§ EXERCISE MATERIAL
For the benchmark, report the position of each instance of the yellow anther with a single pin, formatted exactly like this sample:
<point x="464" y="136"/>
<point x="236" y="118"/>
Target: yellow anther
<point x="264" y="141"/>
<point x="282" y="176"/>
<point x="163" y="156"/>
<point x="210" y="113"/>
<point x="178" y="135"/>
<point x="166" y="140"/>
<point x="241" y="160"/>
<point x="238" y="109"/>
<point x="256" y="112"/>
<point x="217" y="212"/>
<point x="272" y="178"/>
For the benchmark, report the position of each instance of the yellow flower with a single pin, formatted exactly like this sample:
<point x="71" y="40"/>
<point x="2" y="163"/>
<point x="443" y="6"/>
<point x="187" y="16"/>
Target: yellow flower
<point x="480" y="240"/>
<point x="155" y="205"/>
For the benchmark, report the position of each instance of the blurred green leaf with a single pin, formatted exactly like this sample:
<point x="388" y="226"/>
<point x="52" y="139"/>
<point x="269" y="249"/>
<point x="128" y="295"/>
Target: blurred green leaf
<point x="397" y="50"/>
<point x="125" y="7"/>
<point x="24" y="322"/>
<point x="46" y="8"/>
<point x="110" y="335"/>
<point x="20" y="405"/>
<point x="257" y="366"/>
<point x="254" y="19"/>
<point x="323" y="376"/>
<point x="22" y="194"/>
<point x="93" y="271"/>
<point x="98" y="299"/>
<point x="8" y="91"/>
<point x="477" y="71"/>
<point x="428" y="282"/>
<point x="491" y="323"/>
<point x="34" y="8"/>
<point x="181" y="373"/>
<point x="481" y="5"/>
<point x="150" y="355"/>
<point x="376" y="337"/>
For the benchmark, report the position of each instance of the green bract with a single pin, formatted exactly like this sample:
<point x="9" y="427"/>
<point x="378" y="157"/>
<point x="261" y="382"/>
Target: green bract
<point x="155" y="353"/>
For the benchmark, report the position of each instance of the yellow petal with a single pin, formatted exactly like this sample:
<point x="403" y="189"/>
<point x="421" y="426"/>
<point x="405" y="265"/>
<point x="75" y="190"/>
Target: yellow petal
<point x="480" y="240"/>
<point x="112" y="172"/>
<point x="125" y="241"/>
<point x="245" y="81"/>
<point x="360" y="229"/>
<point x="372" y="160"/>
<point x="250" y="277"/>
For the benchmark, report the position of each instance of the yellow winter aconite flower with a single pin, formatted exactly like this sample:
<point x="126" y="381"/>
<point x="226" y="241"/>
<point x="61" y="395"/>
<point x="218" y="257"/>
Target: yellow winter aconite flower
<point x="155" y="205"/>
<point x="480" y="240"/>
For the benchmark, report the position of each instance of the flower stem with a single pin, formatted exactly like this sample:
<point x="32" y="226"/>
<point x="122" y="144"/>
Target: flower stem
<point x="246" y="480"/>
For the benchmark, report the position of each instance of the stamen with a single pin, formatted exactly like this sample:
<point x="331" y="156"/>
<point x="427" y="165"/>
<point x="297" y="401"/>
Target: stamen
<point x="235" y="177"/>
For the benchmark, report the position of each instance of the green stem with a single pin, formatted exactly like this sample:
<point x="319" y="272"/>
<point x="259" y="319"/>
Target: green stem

§ REQUIREMENT
Give the material above again, word for word.

§ TASK ANSWER
For the benchmark, report the position of each instance of the yellow anther with a single pin, formatted exactly like this sample:
<point x="464" y="136"/>
<point x="236" y="118"/>
Target: yellow anther
<point x="264" y="141"/>
<point x="282" y="176"/>
<point x="163" y="156"/>
<point x="210" y="113"/>
<point x="178" y="135"/>
<point x="166" y="140"/>
<point x="241" y="160"/>
<point x="238" y="109"/>
<point x="256" y="112"/>
<point x="217" y="212"/>
<point x="272" y="178"/>
For the benchmark, report the position of each instance of the yellow flower with a single pin, formatted exactly like this sample:
<point x="71" y="40"/>
<point x="2" y="163"/>
<point x="443" y="6"/>
<point x="187" y="16"/>
Target: yellow flower
<point x="480" y="240"/>
<point x="155" y="205"/>
For the benchmark, report the position of each instance of the blurred green leaf with a single pin, formatted exactly like this sample:
<point x="388" y="226"/>
<point x="52" y="139"/>
<point x="269" y="249"/>
<point x="128" y="295"/>
Target: blurred green leaf
<point x="397" y="50"/>
<point x="125" y="7"/>
<point x="24" y="322"/>
<point x="46" y="8"/>
<point x="110" y="335"/>
<point x="20" y="405"/>
<point x="257" y="366"/>
<point x="254" y="19"/>
<point x="323" y="376"/>
<point x="22" y="194"/>
<point x="93" y="271"/>
<point x="98" y="299"/>
<point x="8" y="91"/>
<point x="477" y="71"/>
<point x="428" y="282"/>
<point x="491" y="323"/>
<point x="34" y="8"/>
<point x="181" y="373"/>
<point x="481" y="5"/>
<point x="150" y="355"/>
<point x="376" y="337"/>
For the benchmark, report the position of each instance of the green bract with a single pin, formatted exactly like this sample:
<point x="9" y="427"/>
<point x="378" y="157"/>
<point x="261" y="382"/>
Target: green bract
<point x="155" y="353"/>
For the benchmark, report the position of each instance of the yellow petal with a single pin, formatted exactly like this sample:
<point x="403" y="189"/>
<point x="421" y="426"/>
<point x="405" y="265"/>
<point x="75" y="190"/>
Target: yellow petal
<point x="480" y="240"/>
<point x="112" y="172"/>
<point x="125" y="241"/>
<point x="245" y="81"/>
<point x="360" y="229"/>
<point x="372" y="160"/>
<point x="250" y="277"/>
For the benchmark, report the position of each instance of the yellow winter aconite flower with a single pin, formatted exactly like this sample:
<point x="126" y="381"/>
<point x="226" y="241"/>
<point x="61" y="395"/>
<point x="218" y="257"/>
Target: yellow winter aconite flower
<point x="155" y="205"/>
<point x="480" y="240"/>
For the benchmark, report the position of each instance of the flower stem with a single pin, formatted exactly like this sample:
<point x="32" y="226"/>
<point x="122" y="144"/>
Target: flower stem
<point x="246" y="480"/>
For the benchmark, report the position of each instance of the stamen with a single pin, formatted exactly like this sample:
<point x="331" y="156"/>
<point x="427" y="165"/>
<point x="297" y="401"/>
Target: stamen
<point x="235" y="177"/>
For the benchmark, report the position of each instance of the green stem with a single pin, formatted exactly like this sample:
<point x="319" y="272"/>
<point x="259" y="319"/>
Target: green stem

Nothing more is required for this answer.